Named object pointing rows:
•••••

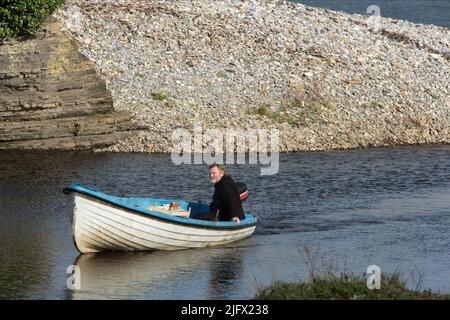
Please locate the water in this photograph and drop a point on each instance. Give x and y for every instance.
(389, 207)
(435, 12)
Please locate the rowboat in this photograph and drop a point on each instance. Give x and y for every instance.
(102, 222)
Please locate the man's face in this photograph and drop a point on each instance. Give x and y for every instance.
(215, 174)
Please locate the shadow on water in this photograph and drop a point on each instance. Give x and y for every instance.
(158, 274)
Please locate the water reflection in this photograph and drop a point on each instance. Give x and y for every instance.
(144, 275)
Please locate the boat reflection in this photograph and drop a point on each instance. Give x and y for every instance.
(160, 274)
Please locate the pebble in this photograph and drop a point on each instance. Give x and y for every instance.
(173, 63)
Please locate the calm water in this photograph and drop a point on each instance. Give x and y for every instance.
(419, 11)
(389, 207)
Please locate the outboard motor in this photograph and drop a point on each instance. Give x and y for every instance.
(242, 189)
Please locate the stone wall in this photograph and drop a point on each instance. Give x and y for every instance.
(52, 98)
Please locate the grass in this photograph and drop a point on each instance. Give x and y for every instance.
(324, 284)
(346, 287)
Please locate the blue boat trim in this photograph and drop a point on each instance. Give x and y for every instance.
(249, 220)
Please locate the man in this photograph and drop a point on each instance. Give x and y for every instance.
(226, 201)
(226, 204)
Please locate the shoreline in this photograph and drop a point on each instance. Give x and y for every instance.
(324, 79)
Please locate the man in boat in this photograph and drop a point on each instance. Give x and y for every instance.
(226, 204)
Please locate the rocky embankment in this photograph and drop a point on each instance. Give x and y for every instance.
(52, 98)
(324, 79)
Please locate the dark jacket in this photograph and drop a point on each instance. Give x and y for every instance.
(226, 200)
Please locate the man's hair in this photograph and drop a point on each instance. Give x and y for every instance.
(220, 167)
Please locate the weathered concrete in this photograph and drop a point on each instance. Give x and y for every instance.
(52, 98)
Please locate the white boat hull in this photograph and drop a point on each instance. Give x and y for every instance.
(99, 226)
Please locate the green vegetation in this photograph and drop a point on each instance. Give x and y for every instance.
(159, 96)
(324, 284)
(21, 18)
(305, 113)
(346, 287)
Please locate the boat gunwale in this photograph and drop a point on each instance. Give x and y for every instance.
(193, 223)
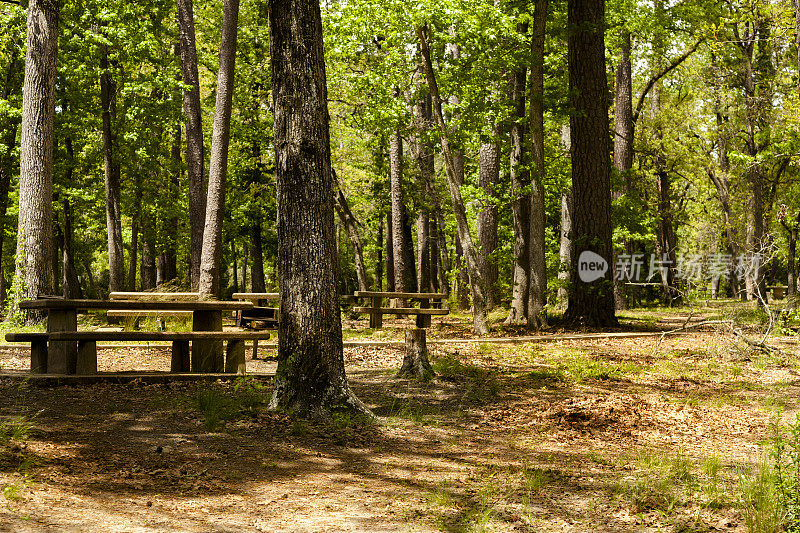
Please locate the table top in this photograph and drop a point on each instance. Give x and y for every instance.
(189, 305)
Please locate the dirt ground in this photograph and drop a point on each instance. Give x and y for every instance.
(642, 434)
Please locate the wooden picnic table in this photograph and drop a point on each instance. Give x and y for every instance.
(62, 317)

•••••

→ WHAT THE EXERCISE ASKS
Rewrite the rows from the line containing "Please locate the dirt" through the end of the rows, keeping each request line unchanged and shifting every coordinate value in the answers by -75.

→ TASK RESULT
Please locate the dirt ground in this photograph and drop a point on each instance. Give x and y for every instance.
(567, 359)
Please locate the wooden picnic table in this photograph and drop a point on each instance. Give x and y for every instance.
(-13, 242)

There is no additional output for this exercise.